◆ **Required work**
What you return must be every line below that includes the word "example".

Items listed in a dataset:

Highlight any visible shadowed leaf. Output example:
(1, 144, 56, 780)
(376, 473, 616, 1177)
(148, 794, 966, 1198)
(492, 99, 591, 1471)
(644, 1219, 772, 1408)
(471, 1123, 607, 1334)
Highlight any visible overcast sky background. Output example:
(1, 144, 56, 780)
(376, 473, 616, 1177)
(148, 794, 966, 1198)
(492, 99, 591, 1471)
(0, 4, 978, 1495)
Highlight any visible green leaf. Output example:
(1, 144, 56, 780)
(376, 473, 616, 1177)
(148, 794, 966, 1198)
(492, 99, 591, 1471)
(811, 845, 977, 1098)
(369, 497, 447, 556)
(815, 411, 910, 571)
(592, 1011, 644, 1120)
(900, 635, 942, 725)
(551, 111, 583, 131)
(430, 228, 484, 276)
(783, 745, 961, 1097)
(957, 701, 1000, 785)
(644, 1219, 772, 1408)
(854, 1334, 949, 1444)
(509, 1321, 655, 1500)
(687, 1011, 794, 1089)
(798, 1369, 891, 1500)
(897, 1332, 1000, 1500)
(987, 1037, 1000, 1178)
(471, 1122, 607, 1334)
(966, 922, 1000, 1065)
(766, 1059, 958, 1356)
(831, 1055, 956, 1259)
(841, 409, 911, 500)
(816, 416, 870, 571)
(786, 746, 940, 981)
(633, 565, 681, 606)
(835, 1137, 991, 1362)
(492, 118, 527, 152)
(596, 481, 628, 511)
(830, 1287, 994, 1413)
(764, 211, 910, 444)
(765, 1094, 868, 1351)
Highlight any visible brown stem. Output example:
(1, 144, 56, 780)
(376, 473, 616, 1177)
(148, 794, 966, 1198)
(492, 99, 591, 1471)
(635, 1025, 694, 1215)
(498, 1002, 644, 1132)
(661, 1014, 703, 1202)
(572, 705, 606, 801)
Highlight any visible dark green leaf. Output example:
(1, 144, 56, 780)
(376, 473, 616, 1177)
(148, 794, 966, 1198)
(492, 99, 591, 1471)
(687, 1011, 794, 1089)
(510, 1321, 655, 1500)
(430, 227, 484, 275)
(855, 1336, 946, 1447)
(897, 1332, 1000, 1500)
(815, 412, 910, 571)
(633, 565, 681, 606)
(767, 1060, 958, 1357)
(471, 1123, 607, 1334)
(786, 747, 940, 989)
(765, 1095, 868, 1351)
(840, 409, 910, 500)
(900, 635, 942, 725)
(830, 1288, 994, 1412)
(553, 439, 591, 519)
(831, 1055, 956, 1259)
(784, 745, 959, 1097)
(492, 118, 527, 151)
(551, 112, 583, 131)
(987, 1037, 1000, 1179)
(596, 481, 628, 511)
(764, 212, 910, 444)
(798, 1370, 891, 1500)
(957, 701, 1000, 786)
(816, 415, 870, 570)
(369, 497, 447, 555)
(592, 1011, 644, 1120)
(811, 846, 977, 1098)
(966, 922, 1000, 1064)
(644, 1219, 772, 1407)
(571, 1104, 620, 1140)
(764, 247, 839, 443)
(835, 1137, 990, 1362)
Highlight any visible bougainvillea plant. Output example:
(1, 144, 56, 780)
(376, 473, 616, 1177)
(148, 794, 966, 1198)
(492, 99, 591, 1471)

◆ **Your response**
Highlight any visible shadowed leaf. Output example:
Highlight any visible overcast sky background. Output example:
Highlight any visible green leaf. Output example:
Highlight any visible brown stem. Output example:
Highlight any visible dark green leaf. Output example:
Highlight any visible bougainvillea plant. Output example:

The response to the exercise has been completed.